• [Problem]
Please return all records verbatim, no pictures.

• [Available data]
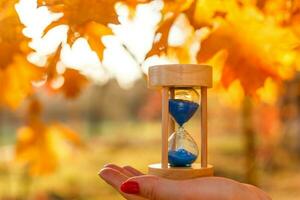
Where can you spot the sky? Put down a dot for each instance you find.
(137, 34)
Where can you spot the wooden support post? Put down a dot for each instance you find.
(203, 127)
(171, 120)
(165, 126)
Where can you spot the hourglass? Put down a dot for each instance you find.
(180, 100)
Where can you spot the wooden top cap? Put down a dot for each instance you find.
(180, 75)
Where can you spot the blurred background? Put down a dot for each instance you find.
(73, 90)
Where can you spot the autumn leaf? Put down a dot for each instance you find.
(71, 80)
(16, 81)
(252, 56)
(16, 73)
(91, 23)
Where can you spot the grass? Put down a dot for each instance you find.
(136, 144)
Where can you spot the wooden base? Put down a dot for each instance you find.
(181, 173)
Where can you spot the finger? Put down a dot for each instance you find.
(112, 177)
(120, 169)
(152, 187)
(258, 191)
(133, 170)
(115, 179)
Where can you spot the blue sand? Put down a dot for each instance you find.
(181, 158)
(182, 110)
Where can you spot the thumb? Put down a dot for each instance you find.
(152, 187)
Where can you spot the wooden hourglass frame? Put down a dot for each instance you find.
(166, 78)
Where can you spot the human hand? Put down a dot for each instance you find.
(134, 185)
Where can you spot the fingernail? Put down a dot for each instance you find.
(130, 187)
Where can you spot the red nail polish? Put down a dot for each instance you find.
(130, 187)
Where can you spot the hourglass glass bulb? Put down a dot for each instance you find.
(184, 104)
(183, 150)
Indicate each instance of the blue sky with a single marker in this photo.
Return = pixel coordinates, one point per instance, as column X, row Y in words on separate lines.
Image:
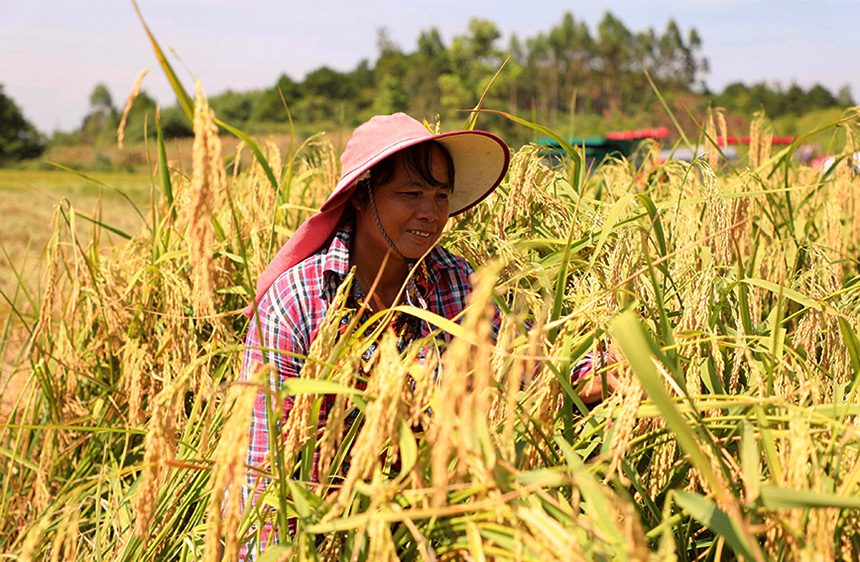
column 52, row 53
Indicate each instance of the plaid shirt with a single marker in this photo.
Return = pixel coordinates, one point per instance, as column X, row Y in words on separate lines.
column 289, row 317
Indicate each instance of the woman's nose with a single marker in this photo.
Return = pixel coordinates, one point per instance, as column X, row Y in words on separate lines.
column 428, row 206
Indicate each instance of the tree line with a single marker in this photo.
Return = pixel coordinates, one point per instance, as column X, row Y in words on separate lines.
column 568, row 71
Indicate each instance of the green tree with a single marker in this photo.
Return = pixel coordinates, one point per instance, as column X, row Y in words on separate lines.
column 19, row 139
column 844, row 97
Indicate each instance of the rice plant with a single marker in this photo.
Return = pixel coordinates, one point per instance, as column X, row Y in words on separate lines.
column 732, row 296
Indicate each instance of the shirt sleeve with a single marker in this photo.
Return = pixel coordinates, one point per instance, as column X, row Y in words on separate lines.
column 272, row 332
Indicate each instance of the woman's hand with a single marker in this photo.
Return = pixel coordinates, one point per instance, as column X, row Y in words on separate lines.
column 593, row 390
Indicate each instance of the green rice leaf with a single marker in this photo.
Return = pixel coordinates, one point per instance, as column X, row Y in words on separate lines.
column 774, row 497
column 708, row 514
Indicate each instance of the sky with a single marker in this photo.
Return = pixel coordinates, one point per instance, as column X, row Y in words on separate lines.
column 53, row 53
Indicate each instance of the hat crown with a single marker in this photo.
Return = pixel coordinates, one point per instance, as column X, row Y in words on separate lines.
column 378, row 136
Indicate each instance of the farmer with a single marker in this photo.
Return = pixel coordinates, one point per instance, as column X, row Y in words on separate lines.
column 399, row 185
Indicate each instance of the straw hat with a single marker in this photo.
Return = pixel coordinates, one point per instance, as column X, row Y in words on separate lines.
column 480, row 163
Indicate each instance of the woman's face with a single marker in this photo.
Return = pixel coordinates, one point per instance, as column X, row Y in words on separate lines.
column 412, row 212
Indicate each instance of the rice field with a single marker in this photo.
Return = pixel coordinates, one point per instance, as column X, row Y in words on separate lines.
column 731, row 295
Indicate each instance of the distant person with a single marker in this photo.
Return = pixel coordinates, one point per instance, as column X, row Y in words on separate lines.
column 398, row 186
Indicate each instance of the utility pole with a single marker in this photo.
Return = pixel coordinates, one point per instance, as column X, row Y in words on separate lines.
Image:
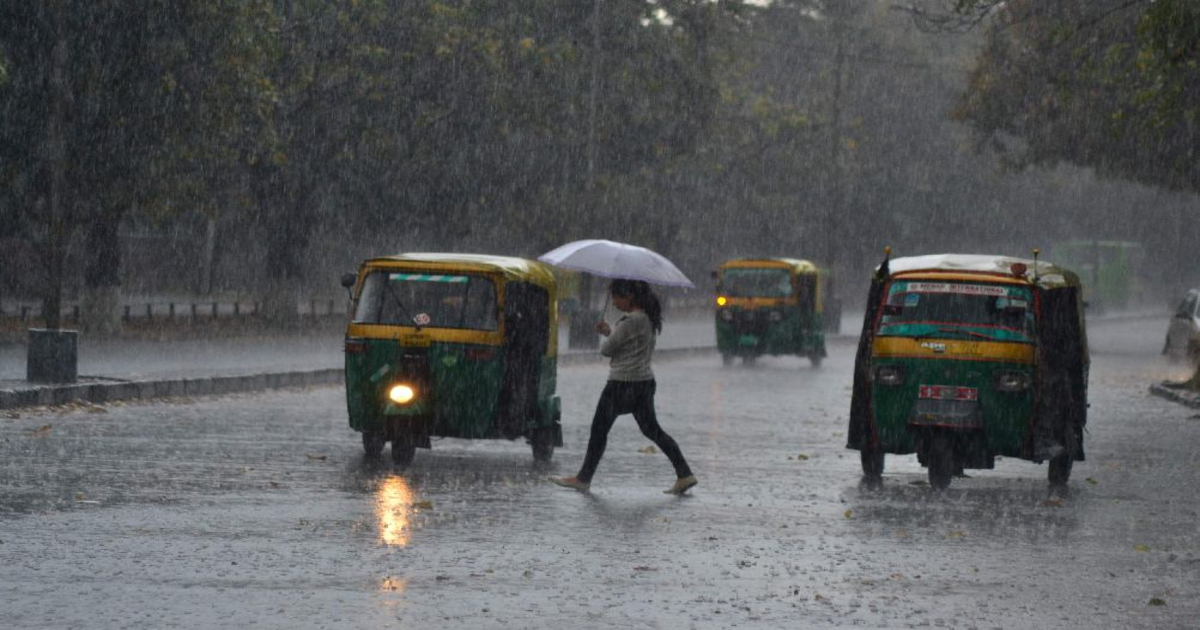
column 581, row 331
column 834, row 192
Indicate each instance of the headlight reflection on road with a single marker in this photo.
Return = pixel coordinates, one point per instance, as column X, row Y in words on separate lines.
column 393, row 502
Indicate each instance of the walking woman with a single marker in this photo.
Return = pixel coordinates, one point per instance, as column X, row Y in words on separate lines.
column 630, row 388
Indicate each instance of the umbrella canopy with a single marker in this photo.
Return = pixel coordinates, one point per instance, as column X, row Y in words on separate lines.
column 613, row 259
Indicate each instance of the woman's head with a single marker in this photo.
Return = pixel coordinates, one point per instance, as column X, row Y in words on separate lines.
column 639, row 297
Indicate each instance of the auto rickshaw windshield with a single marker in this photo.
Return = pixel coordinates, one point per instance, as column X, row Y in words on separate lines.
column 745, row 282
column 917, row 307
column 462, row 301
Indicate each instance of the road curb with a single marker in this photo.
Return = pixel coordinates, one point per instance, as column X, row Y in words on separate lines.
column 125, row 390
column 102, row 391
column 1182, row 396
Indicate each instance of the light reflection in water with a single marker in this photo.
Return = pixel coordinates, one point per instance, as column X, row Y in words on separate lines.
column 393, row 585
column 393, row 501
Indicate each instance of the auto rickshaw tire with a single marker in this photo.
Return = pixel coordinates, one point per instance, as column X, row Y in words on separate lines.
column 1060, row 469
column 873, row 463
column 402, row 453
column 372, row 444
column 940, row 460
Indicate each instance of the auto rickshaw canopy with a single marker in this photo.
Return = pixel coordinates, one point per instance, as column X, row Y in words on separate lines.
column 1047, row 276
column 796, row 265
column 510, row 268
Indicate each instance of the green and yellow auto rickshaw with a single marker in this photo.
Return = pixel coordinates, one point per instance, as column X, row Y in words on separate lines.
column 769, row 306
column 447, row 345
column 966, row 358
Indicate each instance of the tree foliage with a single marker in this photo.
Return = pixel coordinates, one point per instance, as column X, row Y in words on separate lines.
column 1110, row 84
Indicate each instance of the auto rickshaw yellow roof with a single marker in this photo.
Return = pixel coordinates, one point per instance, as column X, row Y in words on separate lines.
column 1049, row 276
column 795, row 264
column 511, row 268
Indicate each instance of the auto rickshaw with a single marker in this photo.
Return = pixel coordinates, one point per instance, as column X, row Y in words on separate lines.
column 447, row 345
column 769, row 306
column 966, row 358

• [Output for this task]
Where can you spot the sky? Put down a dot for each instance you find.
(137, 34)
Where can you spot the wooden support post? Put down a dot for each instance you find.
(203, 127)
(171, 120)
(165, 126)
Where can you spot the hourglass? Put down a dot for each instance you find.
(180, 100)
Where can you spot the wooden top cap? Put down a dot for each instance you find.
(180, 75)
Where can you spot the blurred background? Put down a dot for each instance you find.
(73, 90)
Where can you spot the autumn leaf? Put down a dot for each instance you find.
(71, 80)
(16, 81)
(252, 56)
(16, 73)
(91, 23)
Where can you spot the grass? Put down a dot for each instance you find.
(136, 144)
Where can you spot the wooden base? Put down a dot for each instance you find.
(181, 173)
Where can you spot the finger? Put down a dot for each instance you find.
(112, 177)
(120, 169)
(152, 187)
(258, 191)
(133, 170)
(115, 179)
Where can you spot the blue sand? Put down a dot for each instance you find.
(181, 158)
(182, 110)
Where can you spot the thumb? Put down a dot for each instance you find.
(152, 187)
Where can you spot the wooden hourglass frame? Put down a dot for each instance you find.
(166, 78)
Where can you spot the human hand? Put down a dot for each instance you find.
(134, 185)
Where can you spot the fingernail? Put down a dot for each instance you find.
(130, 187)
Where can you spot the red nail polish? Put down a dot for each instance you find.
(130, 187)
Where can you spot the hourglass glass bulb? Put down a dot for each instance you find.
(184, 104)
(183, 150)
Indicate each instance of the blue sky with a single marker in this photo.
Return = pixel coordinates, one point per instance, as column X, row Y in words on separate lines.
Image:
column 52, row 53
Indicate each instance of the plaid shirt with a single marker in this photo.
Return = pixel coordinates, one point per instance, as column X, row Y in words on separate lines.
column 289, row 317
Indicate each instance of the woman's nose with a single marker in this photo.
Return = pixel coordinates, one point per instance, as column X, row Y in words on separate lines.
column 428, row 206
Indicate each instance of the tree line with a single marker in this photo.
Return = pixel coordinates, one point per instance, as column X, row Y in words on separate lines.
column 568, row 71
Indicate each instance of the green tree with a single marker in this photo.
Return = pixel coordinates, one point per instance, as column X, row Y in words on separate lines.
column 19, row 139
column 844, row 97
Indicate each instance of the rice plant with a single marker in this photo.
Return = pixel coordinates, one point per instance, as column X, row Y in words on separate lines.
column 732, row 296
Indicate each instance of the shirt sleeve with a single marker in this photo.
Return = pixel coordinates, one point per instance, as column X, row Y in words on separate lines.
column 272, row 332
Indicate each instance of the woman's hand with a single marker in this photo.
Return = pixel coordinates, one point per instance, as column X, row Y in words on separate lines.
column 593, row 390
Indicate each instance of the green rice leaf with a single marker in this photo.
Return = pixel coordinates, one point per instance, as column X, row Y in words on separate lines.
column 774, row 497
column 708, row 514
Indicate each instance of the sky with a single marker in this photo.
Return = pixel coordinates, one point per instance, as column X, row Y in words on separate lines.
column 53, row 53
Indicate each instance of the hat crown with a single marker in this photo.
Return = pixel coordinates, one point per instance, as column X, row Y in words on separate lines.
column 378, row 136
Indicate each instance of the farmer with a single marker in this photo.
Return = pixel coordinates, one point per instance, as column X, row Y in words on separate lines.
column 399, row 185
Indicate each instance of the straw hat with a single marker in this photo.
Return = pixel coordinates, one point per instance, as column X, row Y in words on separate lines.
column 480, row 163
Indicate each instance of the woman's face with a single marker in this photo.
Return = pixel coordinates, one point per instance, as column X, row Y in words on separate lines.
column 412, row 212
Indicate each instance of the rice field with a single marker in this photo.
Return = pixel coordinates, one point per instance, as column X, row Y in words on separate lines.
column 731, row 295
Indicate each instance of the distant person with a single marker in this photo.
Return = pixel coordinates, one point per instance, as column X, row Y in words on separate lines.
column 398, row 186
Indicate each instance of the utility pole with a single marker in this photo.
Return = pixel coordinates, one point per instance, as column X, row Y in words on separate lines.
Image:
column 581, row 331
column 834, row 192
Indicate each instance of the headlight reflection on road with a single marker in this photo.
Return = pixel coordinates, one point per instance, as column X, row Y in words on separate lines.
column 393, row 502
Indicate each instance of the walking woman with a single marker in this photo.
Return = pixel coordinates, one point per instance, as column X, row Y in words on separate lines.
column 630, row 388
Indicate each instance of the umbrella canopy with a single marker in this photo.
Return = pixel coordinates, one point per instance, as column X, row Y in words on separate lines.
column 613, row 259
Indicate each instance of the woman's head with a single marker in this photo.
Return = pixel coordinates, one point per instance, as column X, row Y in words on separate lines.
column 639, row 297
Indicate each instance of the auto rickshaw windshield with a single marker in this photo.
Return = pixel coordinates, one point per instance, as column X, row Y in words on separate lines.
column 745, row 282
column 917, row 307
column 462, row 301
Indicate each instance of the road curb with a single marker in this photo.
Return = pixel coordinates, one point per instance, as column X, row Y in words on separate lines.
column 125, row 390
column 102, row 391
column 1182, row 396
Indicate each instance of the light reflection in water with a single marker in this photo.
Return = pixel coordinates, one point per instance, as column X, row Y in words on separate lines.
column 393, row 585
column 393, row 501
Indicate each instance of the auto rickshaw tire with a single marker in this photo.
Return = pixel coordinates, one point per instance, as column X, row Y in words on separate lines.
column 1060, row 469
column 873, row 463
column 402, row 453
column 372, row 444
column 940, row 460
Indicate each instance of the auto rickshaw canopy with a single marker in this photo.
Return = pixel coordinates, one point per instance, as column X, row Y in words on separate lines.
column 1047, row 276
column 796, row 265
column 510, row 268
Indicate each instance of the green and yellow auto rickshaw with a single marker in this photo.
Return = pixel coordinates, one point per instance, as column X, row Y in words on separate lines.
column 769, row 306
column 447, row 345
column 966, row 358
Indicate each instance of the tree foliage with a single marker in this photo.
Return = pixel coordinates, one point per instance, as column X, row Y in words on separate lines.
column 1110, row 84
Indicate each instance of the auto rickshaw yellow roof with a single marker in this photo.
Return = pixel coordinates, one point per instance, as column X, row Y in words on separate lines.
column 1049, row 276
column 795, row 264
column 511, row 268
Indicate each instance of the auto rickshaw with a single marker in this photo.
Return = pixel coordinates, one point per instance, as column X, row Y in words on separate lines.
column 447, row 345
column 769, row 306
column 966, row 358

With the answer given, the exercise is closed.